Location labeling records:
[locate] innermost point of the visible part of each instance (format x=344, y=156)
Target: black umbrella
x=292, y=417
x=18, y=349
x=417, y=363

_WHAT YOU WILL DO:_ Count the lines above that contain the string "each". Give only the number.

_PROBLEM SOLUTION:_ 1